▸ INSTRUCTION:
Can you set out the items, starting at the very first line and going on through the line with "POLYGON ((500 720, 493", as a Markdown table with a Row column giving each line's number and a Line column holding the line itself, leaving out any blank lines?
[start of DATA FOR THIS TASK]
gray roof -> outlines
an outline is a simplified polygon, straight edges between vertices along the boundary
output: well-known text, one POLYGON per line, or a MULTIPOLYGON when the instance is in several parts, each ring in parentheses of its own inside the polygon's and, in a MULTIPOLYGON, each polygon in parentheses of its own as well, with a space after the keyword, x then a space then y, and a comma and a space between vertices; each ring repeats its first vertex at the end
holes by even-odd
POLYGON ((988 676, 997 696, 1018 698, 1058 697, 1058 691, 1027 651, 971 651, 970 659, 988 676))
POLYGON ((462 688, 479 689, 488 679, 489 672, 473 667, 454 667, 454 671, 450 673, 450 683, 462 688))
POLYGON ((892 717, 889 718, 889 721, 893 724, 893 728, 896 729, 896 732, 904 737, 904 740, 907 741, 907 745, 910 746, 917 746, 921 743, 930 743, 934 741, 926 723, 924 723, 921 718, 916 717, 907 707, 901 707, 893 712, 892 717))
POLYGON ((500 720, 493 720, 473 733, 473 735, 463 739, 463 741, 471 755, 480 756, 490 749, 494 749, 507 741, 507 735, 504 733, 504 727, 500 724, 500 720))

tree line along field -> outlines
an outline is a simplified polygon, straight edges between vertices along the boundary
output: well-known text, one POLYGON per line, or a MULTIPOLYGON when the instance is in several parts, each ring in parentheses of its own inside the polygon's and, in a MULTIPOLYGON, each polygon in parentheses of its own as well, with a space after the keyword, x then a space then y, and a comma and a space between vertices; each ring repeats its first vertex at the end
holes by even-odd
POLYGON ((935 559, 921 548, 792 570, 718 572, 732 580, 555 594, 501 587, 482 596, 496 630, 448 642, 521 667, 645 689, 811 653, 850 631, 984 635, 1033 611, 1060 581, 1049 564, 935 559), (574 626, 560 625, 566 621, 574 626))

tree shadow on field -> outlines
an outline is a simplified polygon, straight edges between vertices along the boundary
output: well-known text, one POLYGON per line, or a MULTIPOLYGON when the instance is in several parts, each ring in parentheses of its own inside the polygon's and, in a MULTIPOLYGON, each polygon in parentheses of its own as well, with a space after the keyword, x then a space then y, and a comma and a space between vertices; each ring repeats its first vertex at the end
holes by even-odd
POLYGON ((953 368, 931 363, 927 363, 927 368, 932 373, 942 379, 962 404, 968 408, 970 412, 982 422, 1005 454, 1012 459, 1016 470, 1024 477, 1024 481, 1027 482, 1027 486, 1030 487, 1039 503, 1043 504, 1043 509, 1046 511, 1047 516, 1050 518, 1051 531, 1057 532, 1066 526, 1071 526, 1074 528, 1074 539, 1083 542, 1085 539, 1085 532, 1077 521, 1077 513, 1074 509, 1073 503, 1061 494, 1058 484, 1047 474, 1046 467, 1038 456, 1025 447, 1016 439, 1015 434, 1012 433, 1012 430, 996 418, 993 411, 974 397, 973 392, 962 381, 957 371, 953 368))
[end of DATA FOR THIS TASK]
▸ ANSWER TO THIS EXERCISE:
| Row | Line |
|---|---|
| 1 | gray roof -> outlines |
| 2 | an outline is a simplified polygon, straight edges between vertices along the boundary |
| 3 | output: well-known text, one POLYGON per line, or a MULTIPOLYGON when the instance is in several parts, each ring in parentheses of its own inside the polygon's and, in a MULTIPOLYGON, each polygon in parentheses of its own as well, with a space after the keyword, x then a space then y, and a comma and a space between vertices; each ring repeats its first vertex at the end |
| 4 | holes by even-odd |
| 5 | POLYGON ((988 676, 997 696, 1018 698, 1058 697, 1058 691, 1027 651, 971 651, 970 659, 988 676)) |
| 6 | POLYGON ((462 688, 479 689, 488 679, 489 672, 473 667, 454 667, 454 671, 450 673, 450 683, 462 688)) |
| 7 | POLYGON ((892 717, 889 718, 889 721, 893 724, 893 728, 896 729, 896 732, 904 737, 904 740, 907 741, 907 745, 910 746, 917 746, 921 743, 930 743, 934 741, 926 723, 924 723, 921 718, 916 717, 907 707, 901 707, 893 712, 892 717)) |
| 8 | POLYGON ((500 720, 493 720, 473 733, 473 735, 463 739, 463 741, 471 755, 480 756, 490 749, 494 749, 507 741, 507 735, 504 733, 504 727, 500 724, 500 720)) |